**Assignment**
Nothing should be left out. Transcribe the entries exactly as written.

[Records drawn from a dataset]
-- -- --

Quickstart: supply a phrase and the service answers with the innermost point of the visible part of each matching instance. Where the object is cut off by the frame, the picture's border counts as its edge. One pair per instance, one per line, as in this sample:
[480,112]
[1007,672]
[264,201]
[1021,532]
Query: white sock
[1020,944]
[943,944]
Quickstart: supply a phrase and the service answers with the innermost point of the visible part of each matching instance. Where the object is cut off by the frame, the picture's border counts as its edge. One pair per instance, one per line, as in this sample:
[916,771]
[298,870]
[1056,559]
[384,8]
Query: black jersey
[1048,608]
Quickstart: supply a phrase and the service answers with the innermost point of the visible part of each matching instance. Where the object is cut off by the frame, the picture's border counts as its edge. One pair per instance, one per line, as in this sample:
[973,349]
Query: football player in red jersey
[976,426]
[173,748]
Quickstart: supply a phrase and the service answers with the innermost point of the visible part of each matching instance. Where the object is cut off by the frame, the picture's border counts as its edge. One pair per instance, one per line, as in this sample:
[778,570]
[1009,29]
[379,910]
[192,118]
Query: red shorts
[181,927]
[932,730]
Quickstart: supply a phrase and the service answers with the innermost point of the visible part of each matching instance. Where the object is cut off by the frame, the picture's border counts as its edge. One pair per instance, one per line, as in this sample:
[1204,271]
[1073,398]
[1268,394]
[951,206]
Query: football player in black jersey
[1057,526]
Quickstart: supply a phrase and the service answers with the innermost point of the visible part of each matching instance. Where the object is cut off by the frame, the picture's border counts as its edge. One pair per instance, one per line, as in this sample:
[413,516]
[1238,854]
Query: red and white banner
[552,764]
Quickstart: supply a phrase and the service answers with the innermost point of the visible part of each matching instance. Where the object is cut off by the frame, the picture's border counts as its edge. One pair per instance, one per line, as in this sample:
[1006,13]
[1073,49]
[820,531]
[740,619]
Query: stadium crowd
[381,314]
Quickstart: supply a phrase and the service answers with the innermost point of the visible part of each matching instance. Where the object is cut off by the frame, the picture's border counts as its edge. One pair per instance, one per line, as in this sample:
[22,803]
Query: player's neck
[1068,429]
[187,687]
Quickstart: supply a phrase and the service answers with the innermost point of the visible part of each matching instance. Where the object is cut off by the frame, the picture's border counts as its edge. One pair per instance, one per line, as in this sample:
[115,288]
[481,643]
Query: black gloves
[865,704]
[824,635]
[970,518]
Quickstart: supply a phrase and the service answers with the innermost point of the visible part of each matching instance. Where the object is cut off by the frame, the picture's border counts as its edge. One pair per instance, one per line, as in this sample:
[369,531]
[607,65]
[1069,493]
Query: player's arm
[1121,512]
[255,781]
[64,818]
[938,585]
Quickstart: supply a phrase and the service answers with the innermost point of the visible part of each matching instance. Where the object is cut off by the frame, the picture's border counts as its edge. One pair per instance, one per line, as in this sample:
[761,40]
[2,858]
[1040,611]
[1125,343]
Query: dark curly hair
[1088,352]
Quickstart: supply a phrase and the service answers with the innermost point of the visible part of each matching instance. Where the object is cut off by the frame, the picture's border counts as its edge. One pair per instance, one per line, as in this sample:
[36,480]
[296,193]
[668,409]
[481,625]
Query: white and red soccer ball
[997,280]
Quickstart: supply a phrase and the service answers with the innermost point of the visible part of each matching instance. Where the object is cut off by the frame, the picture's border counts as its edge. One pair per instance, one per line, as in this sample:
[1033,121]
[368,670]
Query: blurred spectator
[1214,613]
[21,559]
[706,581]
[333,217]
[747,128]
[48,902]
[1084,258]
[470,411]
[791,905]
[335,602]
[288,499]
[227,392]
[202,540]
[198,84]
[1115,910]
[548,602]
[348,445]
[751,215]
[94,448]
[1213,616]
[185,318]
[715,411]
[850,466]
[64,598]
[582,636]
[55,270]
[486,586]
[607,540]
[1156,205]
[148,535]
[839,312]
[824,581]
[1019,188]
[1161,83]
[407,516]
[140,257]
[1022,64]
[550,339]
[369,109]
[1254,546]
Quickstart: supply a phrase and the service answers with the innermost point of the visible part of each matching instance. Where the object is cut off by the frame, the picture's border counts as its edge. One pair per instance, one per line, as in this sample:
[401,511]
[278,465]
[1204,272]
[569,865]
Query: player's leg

-- -- --

**The answer**
Quickstart: supply a phrase and the service answers with the innermost point of the visible part of each matching instance. Where the object is cut off by the frame, the picture's border counts as its edge. One pair per instance, one per line, as in this sample:
[480,112]
[1007,672]
[264,201]
[1021,532]
Query: white sock
[1020,944]
[943,944]
Quickstart: supply a phrase and the service answers with the innermost point of the visible part of each matching instance. Where the object is cut off by the frame, the picture's border counts as its edge. One pair per instance, one per line, as in this sample:
[916,771]
[298,870]
[1056,559]
[384,8]
Query: black jersey
[1048,608]
Quickstart: supply a phrase and the service answers with the innermost point of the visible part of each matching instance. Where the object is cut off by the frame, the picture's border counts as its edge. One pair per instance, one per line, as in this sample:
[973,349]
Query: football player in red jersey
[976,426]
[173,748]
Quickstart: supply a phrase and the service answers with the innermost point of the visible part of each matching instance. Where the object is cut off by the frame, the picture's border counts as its edge. One pair per instance, one per line, as in this sample:
[778,570]
[1009,29]
[379,910]
[192,118]
Query: red shorts
[181,927]
[932,730]
Quickstart: supply a phrase and the service answers with the innermost point of the visible part of each matching instance. Where the object is cut off by the frame, the picture's border counts as its edge. One pair per instance, one per line, as in this sample:
[1204,271]
[1073,398]
[1268,394]
[951,206]
Query: football player in black jersey
[1057,526]
Quickstart: supply a phrase and the service answers with the innermost point of the visible part of each matching instance. Where the object is cut off by the frame, the picture's border counts as its edge. One pair per instance, one per line, as in this sample:
[413,516]
[1238,854]
Query: red and white banner
[552,764]
Quickstart: supply a phrase and the service answers with the innermost point of the visible part of each matching instance. Where the object is cut off by the frame, the picture's border counts as its edge. One pair per instance, one per line, as in this sample:
[1006,13]
[1073,49]
[820,531]
[740,619]
Query: stadium crowd
[381,314]
Quickstart: supply a phrase and the service answers with the innermost point of the visible part of each matching instance. Where the object is cut off by the frame, the picture's border counts as its edge. One pair per instance, one per line, as in this sample:
[22,803]
Query: player's neck
[1068,429]
[187,687]
Quickstart: supply a phrase and the service answers with the innermost point of the visible part of each matching instance. Where the object is cut off by the frame, the picture's border counts as its edge. One pair per instance, one per line, as in this sample:
[115,288]
[481,643]
Query: black gloves
[865,704]
[824,635]
[970,518]
Quickstart: supply a phrase and the service answers with the innermost point of the visible part of each matching instance. Where the object is cut off by the frame, the picture's border counts as its edge. One pair per instance, one per line, as in this sample:
[369,531]
[607,65]
[1069,493]
Query: player's arm
[1121,512]
[255,781]
[64,818]
[938,585]
Quickstart: supply a phrase and the service answers with the innermost point of the visible part of each matching instance. Where the object is cut off by the frame, the picture's border counts as its edge. One pair per instance, one per line, as in this sample:
[761,40]
[2,858]
[1040,611]
[1125,343]
Query: dark curly hair
[1088,352]
Quickstart: supply a phrase and the service answers with the innermost point of the visible part of each matching instance. Where the object is cut off by the frame, the picture's border counts as its edge. One pair per instance, one per line, as in this sample:
[36,480]
[296,193]
[668,409]
[481,625]
Query: white and red soccer ball
[997,280]
Quickstart: supply a phrase and the service answers with the innermost point of the visible part of each matching instance. Where the object is cut off by the frame, the picture's border counts as its edge. One pair per instance, one per line, as in this sample:
[1033,121]
[368,670]
Query: blurred spectator
[1214,613]
[21,559]
[706,581]
[333,217]
[747,128]
[48,902]
[1084,258]
[470,411]
[791,905]
[335,602]
[288,499]
[227,392]
[202,540]
[198,84]
[1115,910]
[548,602]
[348,445]
[751,215]
[94,448]
[1213,616]
[185,318]
[715,411]
[850,466]
[64,598]
[582,636]
[55,270]
[486,586]
[607,540]
[1156,205]
[148,535]
[839,312]
[824,581]
[1019,188]
[1161,83]
[407,516]
[140,257]
[1022,64]
[550,339]
[369,109]
[1254,546]
Quickstart: supply a phrase and the service answers with the innermost point of the visible part of each matching instance. Where the object is cut off by the frame, the picture's border counts as its edge. One pair per instance, one per line, as in this sample:
[401,511]
[278,465]
[1204,272]
[569,865]
Query: player's leg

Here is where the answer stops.